## Activity
In this exercise, print only the lines from the line with "Query: pink rock face" to the last line of the data below, inclusive. Any pictures should be left out.

══════════════════════════════

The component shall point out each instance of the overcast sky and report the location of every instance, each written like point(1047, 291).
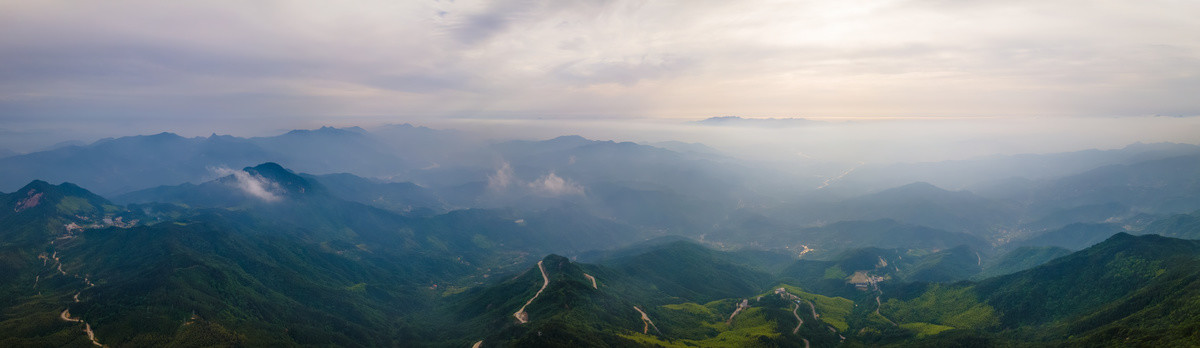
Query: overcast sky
point(232, 66)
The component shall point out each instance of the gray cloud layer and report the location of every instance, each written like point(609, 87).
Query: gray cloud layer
point(161, 61)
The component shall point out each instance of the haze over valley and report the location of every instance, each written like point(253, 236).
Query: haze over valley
point(599, 174)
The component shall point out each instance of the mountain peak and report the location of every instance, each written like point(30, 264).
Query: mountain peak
point(285, 178)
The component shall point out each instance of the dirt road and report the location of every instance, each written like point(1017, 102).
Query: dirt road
point(521, 315)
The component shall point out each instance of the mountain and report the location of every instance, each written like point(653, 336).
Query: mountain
point(1156, 186)
point(1074, 237)
point(1020, 259)
point(983, 173)
point(1186, 226)
point(130, 163)
point(401, 197)
point(1127, 289)
point(917, 203)
point(615, 304)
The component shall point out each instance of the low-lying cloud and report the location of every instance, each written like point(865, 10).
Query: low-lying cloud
point(253, 185)
point(555, 185)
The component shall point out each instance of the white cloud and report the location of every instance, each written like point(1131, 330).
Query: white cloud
point(253, 185)
point(497, 59)
point(501, 179)
point(555, 185)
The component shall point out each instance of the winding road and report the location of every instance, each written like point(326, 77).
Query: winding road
point(797, 319)
point(521, 315)
point(646, 319)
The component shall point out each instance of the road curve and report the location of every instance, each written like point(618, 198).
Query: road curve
point(521, 315)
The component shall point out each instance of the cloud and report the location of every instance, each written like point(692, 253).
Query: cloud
point(252, 184)
point(280, 61)
point(501, 179)
point(555, 185)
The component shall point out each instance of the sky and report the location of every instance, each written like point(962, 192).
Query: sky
point(255, 67)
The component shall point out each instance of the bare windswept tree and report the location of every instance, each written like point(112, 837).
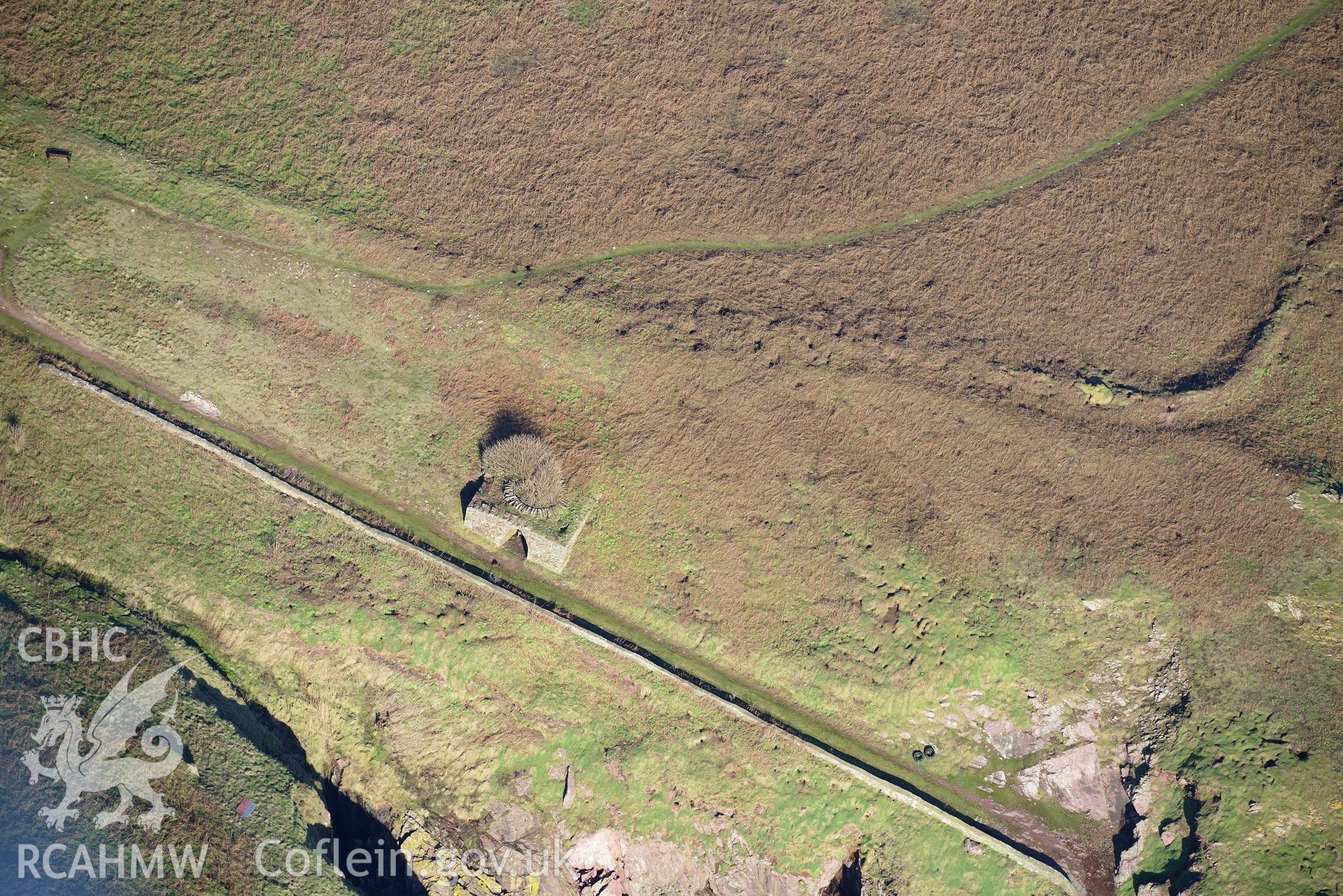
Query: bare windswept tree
point(528, 471)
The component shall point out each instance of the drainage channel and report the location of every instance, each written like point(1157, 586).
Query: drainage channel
point(876, 778)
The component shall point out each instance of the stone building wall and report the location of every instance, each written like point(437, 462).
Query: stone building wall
point(498, 525)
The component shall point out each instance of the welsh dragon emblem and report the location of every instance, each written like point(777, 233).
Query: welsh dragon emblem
point(101, 765)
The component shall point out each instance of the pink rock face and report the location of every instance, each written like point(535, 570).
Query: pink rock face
point(1077, 781)
point(600, 851)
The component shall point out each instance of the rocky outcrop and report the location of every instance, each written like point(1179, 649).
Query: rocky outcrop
point(1078, 782)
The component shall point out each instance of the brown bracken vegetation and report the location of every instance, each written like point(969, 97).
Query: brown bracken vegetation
point(520, 133)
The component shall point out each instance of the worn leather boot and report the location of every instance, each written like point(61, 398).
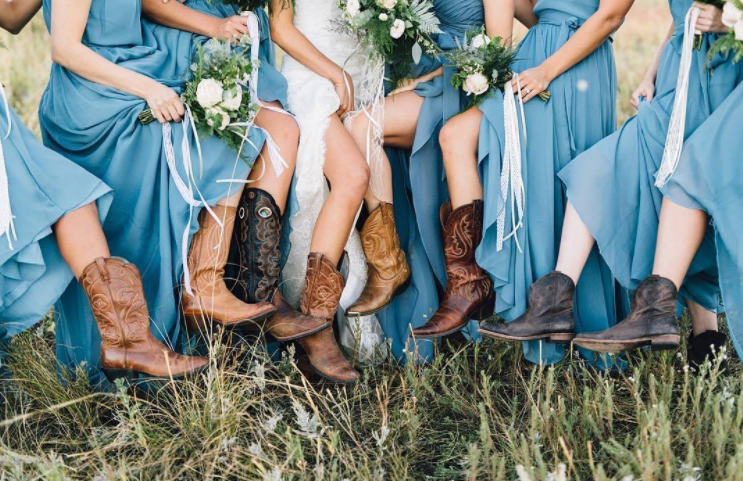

══════════════════════════════

## Exercise answer
Query: pink rock face
point(1077, 781)
point(600, 851)
The component shall point out each instance of the rocky outcrop and report the location of every instance, each written like point(1179, 649).
Query: rocky outcrop
point(1078, 782)
The component shall point out each instance of the brown bracken vegetation and report the location of every instance, each written like point(969, 97).
Query: brown bracken vegetation
point(520, 133)
The component shall point out each instance of the worn leather boot and report the location of every instance, each written like point(61, 398).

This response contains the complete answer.